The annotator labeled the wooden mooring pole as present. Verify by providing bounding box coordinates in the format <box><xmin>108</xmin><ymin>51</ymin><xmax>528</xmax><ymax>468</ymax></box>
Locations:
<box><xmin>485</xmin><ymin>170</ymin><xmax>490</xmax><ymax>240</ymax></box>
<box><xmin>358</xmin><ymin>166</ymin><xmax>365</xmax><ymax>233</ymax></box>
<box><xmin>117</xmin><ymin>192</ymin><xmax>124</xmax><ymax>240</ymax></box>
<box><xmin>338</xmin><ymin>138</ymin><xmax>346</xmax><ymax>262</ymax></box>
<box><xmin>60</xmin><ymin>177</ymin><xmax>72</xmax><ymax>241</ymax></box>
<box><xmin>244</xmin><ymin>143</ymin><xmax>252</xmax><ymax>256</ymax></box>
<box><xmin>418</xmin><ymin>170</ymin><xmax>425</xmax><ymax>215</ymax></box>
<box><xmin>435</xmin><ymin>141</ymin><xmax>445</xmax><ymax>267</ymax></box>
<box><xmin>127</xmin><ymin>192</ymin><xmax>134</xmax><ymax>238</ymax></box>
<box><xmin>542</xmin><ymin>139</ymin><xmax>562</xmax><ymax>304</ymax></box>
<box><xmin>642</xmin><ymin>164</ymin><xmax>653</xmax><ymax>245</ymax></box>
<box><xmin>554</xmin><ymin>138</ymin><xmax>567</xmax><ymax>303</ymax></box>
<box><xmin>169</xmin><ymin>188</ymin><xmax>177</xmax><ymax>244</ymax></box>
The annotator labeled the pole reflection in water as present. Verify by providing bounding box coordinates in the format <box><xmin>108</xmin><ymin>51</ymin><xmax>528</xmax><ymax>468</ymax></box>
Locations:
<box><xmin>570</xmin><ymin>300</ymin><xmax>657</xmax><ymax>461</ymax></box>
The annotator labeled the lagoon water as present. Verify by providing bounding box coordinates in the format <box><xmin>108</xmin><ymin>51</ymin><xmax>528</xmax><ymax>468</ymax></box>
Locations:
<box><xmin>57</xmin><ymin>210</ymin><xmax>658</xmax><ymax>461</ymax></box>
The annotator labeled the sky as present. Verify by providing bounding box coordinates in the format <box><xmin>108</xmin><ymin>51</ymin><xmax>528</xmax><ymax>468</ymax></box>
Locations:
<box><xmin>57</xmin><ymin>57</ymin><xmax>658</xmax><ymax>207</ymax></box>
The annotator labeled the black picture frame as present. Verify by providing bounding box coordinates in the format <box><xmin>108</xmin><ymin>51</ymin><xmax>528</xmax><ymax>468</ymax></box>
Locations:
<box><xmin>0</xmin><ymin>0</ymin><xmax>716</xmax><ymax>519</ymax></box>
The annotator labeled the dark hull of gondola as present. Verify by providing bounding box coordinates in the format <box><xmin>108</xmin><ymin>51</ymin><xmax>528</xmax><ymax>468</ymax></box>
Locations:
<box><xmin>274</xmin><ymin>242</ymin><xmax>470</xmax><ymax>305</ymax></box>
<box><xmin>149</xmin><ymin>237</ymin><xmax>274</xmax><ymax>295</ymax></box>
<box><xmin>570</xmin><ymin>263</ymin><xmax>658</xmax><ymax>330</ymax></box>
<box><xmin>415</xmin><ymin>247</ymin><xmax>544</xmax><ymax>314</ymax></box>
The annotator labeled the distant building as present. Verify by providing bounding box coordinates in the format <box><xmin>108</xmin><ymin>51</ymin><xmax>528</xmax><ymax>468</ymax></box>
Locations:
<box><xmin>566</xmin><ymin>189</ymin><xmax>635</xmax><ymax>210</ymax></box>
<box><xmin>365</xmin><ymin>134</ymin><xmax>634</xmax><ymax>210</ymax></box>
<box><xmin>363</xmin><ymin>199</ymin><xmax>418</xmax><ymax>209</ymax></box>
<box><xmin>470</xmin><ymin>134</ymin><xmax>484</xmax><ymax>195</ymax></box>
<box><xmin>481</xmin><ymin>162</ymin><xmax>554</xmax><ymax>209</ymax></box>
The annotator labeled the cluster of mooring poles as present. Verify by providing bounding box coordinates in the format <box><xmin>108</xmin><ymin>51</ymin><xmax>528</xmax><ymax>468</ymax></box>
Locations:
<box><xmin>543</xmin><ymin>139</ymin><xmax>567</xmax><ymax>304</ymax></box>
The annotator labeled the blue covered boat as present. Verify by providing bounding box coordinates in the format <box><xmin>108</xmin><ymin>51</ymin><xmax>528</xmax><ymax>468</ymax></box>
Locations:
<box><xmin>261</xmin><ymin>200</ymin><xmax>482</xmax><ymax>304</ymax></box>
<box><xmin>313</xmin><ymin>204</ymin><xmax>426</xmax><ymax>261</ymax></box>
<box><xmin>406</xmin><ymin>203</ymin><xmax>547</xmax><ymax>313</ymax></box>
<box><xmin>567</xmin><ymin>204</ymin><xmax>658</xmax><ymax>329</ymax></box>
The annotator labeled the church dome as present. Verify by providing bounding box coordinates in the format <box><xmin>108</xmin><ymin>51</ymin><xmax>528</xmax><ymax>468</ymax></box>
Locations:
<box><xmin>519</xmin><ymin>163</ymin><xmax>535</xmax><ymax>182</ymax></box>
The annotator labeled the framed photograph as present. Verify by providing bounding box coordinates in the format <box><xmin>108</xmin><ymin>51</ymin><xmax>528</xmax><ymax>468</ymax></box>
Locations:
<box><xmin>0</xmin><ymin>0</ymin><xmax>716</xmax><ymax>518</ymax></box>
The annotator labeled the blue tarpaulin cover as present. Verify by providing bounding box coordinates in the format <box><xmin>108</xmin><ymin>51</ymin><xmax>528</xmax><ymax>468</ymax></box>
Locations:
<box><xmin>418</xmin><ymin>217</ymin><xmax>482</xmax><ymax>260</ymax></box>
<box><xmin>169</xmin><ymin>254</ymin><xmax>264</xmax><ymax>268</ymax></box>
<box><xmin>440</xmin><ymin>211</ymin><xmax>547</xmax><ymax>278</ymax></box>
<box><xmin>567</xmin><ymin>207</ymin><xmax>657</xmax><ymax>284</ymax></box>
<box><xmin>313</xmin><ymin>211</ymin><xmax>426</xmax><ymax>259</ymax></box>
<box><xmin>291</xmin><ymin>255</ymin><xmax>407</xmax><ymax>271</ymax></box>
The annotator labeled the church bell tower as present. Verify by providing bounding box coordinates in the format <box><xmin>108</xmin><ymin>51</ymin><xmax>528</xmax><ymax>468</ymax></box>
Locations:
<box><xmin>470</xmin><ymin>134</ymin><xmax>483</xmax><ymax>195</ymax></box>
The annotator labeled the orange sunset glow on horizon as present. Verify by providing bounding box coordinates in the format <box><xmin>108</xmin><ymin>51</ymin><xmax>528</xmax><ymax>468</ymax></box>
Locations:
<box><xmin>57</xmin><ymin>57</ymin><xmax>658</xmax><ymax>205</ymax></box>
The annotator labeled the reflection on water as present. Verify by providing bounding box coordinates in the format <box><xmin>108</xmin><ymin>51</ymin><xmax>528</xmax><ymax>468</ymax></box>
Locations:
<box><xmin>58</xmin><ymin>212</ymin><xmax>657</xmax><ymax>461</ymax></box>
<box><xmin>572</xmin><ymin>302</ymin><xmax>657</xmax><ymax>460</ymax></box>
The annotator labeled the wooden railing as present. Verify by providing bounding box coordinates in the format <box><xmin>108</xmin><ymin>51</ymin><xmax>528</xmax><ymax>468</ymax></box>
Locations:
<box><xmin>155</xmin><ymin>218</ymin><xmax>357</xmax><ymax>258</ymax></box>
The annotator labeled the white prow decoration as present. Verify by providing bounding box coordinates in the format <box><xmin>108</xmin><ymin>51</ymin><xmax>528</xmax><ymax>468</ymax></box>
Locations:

===

Find every line of the material above that contains the word "wooden", and copy each of those lines.

The annotator labeled the wooden mooring pole as present. Verify by providing bounding box coordinates in the format <box><xmin>108</xmin><ymin>51</ymin><xmax>528</xmax><ymax>468</ymax></box>
The annotator labeled the wooden railing as present. Verify by providing bounding box coordinates in the format <box><xmin>108</xmin><ymin>51</ymin><xmax>528</xmax><ymax>468</ymax></box>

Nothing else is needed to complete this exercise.